* Your objective *
Reproduce exactly the stretch of lines running from the line with "Provide a point for each instance of the tiled" to the end of the entries below.

* Data shown *
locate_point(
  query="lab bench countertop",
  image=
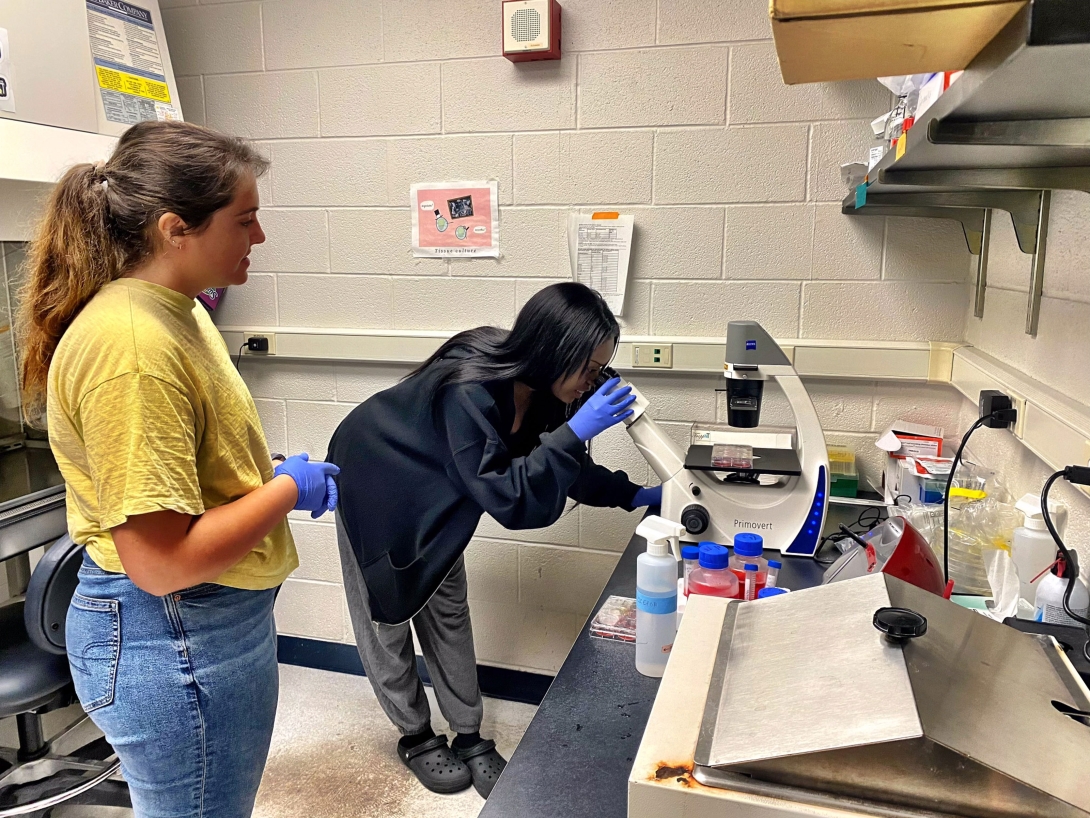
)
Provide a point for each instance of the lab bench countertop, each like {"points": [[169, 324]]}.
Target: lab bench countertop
{"points": [[576, 756]]}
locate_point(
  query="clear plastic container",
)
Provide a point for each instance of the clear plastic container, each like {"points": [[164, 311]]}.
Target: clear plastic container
{"points": [[731, 456], [748, 549], [690, 558], [773, 578], [713, 577], [750, 592]]}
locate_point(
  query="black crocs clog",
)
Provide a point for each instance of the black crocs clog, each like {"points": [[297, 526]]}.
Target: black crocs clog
{"points": [[484, 764], [435, 766]]}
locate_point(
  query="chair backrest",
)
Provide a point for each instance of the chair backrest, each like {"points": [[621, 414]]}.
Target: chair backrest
{"points": [[49, 594]]}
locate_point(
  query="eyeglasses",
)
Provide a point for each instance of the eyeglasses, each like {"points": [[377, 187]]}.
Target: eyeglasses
{"points": [[594, 370]]}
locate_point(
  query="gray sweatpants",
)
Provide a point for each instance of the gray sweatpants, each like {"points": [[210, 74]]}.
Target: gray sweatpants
{"points": [[446, 637]]}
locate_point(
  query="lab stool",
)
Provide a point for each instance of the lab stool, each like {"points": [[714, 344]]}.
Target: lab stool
{"points": [[63, 777]]}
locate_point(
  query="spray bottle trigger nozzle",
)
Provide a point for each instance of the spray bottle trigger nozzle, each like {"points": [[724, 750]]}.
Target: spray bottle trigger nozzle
{"points": [[662, 531]]}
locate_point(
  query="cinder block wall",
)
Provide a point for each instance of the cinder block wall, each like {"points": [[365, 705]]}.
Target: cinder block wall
{"points": [[669, 109], [1058, 357]]}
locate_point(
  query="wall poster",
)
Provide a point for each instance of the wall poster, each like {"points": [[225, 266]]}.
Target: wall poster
{"points": [[455, 219]]}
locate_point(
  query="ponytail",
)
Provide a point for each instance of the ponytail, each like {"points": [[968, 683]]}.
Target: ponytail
{"points": [[99, 225], [70, 260]]}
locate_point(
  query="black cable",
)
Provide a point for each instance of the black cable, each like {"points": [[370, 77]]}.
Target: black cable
{"points": [[867, 527], [946, 495], [1069, 558]]}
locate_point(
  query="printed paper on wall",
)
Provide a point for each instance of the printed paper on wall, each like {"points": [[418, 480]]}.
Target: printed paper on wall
{"points": [[455, 219], [128, 63]]}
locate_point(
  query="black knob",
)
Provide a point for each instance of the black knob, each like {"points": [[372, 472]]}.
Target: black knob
{"points": [[899, 624], [694, 518]]}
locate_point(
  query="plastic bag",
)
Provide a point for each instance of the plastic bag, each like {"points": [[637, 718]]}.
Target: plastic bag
{"points": [[1006, 587], [906, 84]]}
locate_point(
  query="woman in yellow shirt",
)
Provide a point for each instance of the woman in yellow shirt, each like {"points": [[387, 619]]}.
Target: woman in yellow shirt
{"points": [[170, 485]]}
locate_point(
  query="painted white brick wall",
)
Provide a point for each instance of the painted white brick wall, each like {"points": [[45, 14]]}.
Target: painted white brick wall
{"points": [[1058, 356], [671, 109]]}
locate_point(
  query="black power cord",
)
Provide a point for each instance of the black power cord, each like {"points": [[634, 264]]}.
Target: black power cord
{"points": [[861, 527], [1078, 474]]}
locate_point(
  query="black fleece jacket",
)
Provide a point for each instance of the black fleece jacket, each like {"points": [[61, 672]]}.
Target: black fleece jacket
{"points": [[415, 480]]}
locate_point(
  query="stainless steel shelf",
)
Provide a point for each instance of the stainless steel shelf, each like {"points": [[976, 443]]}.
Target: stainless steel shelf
{"points": [[1013, 128]]}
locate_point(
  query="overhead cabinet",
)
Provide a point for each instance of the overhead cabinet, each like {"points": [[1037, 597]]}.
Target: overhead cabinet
{"points": [[822, 40]]}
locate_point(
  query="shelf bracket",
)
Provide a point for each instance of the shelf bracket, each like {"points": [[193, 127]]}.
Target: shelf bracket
{"points": [[1037, 272], [1024, 206], [978, 309]]}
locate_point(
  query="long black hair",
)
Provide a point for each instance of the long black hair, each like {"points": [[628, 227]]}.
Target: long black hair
{"points": [[554, 336]]}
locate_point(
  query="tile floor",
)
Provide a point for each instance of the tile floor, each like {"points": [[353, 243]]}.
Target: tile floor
{"points": [[334, 753]]}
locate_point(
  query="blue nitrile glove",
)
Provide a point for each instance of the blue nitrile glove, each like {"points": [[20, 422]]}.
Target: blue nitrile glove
{"points": [[645, 496], [602, 410], [317, 492]]}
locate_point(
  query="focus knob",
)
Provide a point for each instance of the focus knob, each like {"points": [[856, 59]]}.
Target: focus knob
{"points": [[899, 624], [694, 518]]}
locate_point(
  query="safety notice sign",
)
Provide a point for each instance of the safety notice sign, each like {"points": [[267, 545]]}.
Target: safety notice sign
{"points": [[128, 63]]}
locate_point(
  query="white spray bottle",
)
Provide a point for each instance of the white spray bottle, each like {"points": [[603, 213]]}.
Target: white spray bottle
{"points": [[656, 594]]}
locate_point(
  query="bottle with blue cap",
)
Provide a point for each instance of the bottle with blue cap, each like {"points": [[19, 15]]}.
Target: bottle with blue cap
{"points": [[656, 594], [748, 551], [773, 578], [713, 576]]}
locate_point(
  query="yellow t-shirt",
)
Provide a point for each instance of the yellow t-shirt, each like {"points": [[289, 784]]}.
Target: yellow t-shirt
{"points": [[147, 412]]}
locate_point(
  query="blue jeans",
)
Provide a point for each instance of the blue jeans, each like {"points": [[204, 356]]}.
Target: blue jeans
{"points": [[184, 687]]}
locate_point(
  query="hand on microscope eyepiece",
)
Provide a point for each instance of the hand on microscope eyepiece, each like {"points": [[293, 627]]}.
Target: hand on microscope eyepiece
{"points": [[605, 408]]}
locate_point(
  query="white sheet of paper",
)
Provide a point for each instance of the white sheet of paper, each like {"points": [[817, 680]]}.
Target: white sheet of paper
{"points": [[600, 251]]}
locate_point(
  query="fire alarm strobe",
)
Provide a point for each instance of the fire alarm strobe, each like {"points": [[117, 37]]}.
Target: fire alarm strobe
{"points": [[531, 29]]}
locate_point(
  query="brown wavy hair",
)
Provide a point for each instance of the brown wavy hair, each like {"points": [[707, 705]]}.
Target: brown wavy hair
{"points": [[100, 225]]}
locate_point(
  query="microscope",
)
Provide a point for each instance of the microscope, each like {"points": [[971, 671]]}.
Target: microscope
{"points": [[780, 494]]}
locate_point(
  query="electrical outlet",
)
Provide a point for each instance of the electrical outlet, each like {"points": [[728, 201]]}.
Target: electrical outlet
{"points": [[1018, 403], [254, 344], [653, 355]]}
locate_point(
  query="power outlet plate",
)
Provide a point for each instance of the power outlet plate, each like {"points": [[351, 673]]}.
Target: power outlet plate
{"points": [[271, 338], [656, 356], [1019, 425]]}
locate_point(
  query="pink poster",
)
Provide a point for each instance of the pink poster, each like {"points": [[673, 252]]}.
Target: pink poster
{"points": [[456, 219]]}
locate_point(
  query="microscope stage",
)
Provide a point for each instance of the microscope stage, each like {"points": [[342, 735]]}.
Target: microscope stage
{"points": [[782, 461]]}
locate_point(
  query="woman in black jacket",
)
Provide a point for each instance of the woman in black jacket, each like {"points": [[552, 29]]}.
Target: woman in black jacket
{"points": [[487, 423]]}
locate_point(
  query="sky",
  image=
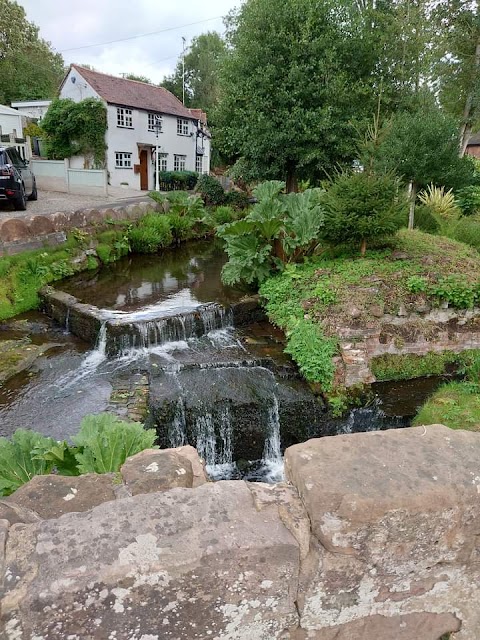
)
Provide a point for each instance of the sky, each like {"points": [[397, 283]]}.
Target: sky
{"points": [[70, 24]]}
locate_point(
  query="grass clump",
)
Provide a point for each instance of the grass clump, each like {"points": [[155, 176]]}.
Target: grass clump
{"points": [[456, 405]]}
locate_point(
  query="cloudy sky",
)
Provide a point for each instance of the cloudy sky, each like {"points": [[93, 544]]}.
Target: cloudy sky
{"points": [[71, 26]]}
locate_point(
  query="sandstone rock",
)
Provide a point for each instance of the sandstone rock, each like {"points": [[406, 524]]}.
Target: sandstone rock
{"points": [[14, 229], [15, 513], [181, 565], [51, 496], [41, 225], [159, 470], [59, 220], [421, 626], [400, 512]]}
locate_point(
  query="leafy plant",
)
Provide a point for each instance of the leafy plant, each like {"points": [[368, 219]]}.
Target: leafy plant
{"points": [[277, 230], [104, 442], [151, 233], [417, 284], [211, 191], [312, 351], [439, 201], [17, 464], [468, 199], [426, 220], [456, 291]]}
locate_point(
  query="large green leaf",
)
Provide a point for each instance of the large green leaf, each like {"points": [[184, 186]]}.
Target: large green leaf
{"points": [[105, 442], [18, 464]]}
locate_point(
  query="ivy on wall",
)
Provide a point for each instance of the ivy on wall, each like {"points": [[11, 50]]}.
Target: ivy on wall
{"points": [[76, 128]]}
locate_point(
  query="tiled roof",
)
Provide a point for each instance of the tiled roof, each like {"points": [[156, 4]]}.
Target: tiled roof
{"points": [[131, 93], [474, 140]]}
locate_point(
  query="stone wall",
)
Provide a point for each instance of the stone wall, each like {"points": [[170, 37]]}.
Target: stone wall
{"points": [[376, 538], [35, 232], [410, 333]]}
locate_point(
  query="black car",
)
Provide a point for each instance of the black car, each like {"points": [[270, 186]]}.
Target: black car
{"points": [[17, 182]]}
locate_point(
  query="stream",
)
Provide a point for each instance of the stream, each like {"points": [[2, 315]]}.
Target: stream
{"points": [[168, 332]]}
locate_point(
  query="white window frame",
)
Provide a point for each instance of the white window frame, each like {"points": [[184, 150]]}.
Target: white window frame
{"points": [[179, 162], [123, 160], [183, 127], [152, 118], [124, 118]]}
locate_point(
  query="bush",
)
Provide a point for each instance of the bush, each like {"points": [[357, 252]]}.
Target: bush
{"points": [[151, 233], [212, 192], [277, 230], [313, 352], [237, 199], [104, 442], [102, 445], [177, 180], [181, 226], [361, 206], [467, 230], [468, 199], [426, 220]]}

* Exercise answer *
Provide a point for each instance of the tiled roof, each like {"points": [[156, 4]]}.
Target: tiled roof
{"points": [[131, 93], [474, 140]]}
locate_point(
  query="stone wall",
)
Provide a point for each instance of the stone wall, each like {"points": [[170, 37]]}.
Target: stone wall
{"points": [[376, 538], [35, 232], [410, 333]]}
locate_point(
  query="black car",
)
Provide a point for each instance of the black car, each like {"points": [[270, 186]]}.
Target: black car
{"points": [[17, 182]]}
locate_point(
  query="stream",
)
Provide a point for each instance of the stream, each like {"points": [[2, 315]]}.
Target: stream
{"points": [[168, 332]]}
locate_point(
  query="white window frame",
)
Provide a point for each instance of the white window frame, each like {"points": [[184, 150]]}.
Target: white window frame
{"points": [[179, 162], [123, 160], [183, 127], [152, 118], [124, 118]]}
locate_point(
  query="bush",
)
Provide a point for each instance of the bush, each like {"points": [[357, 252]]}.
Target: bush
{"points": [[151, 233], [212, 192], [277, 230], [313, 352], [237, 199], [104, 442], [102, 445], [177, 180], [181, 226], [361, 206], [467, 230], [468, 199], [426, 220]]}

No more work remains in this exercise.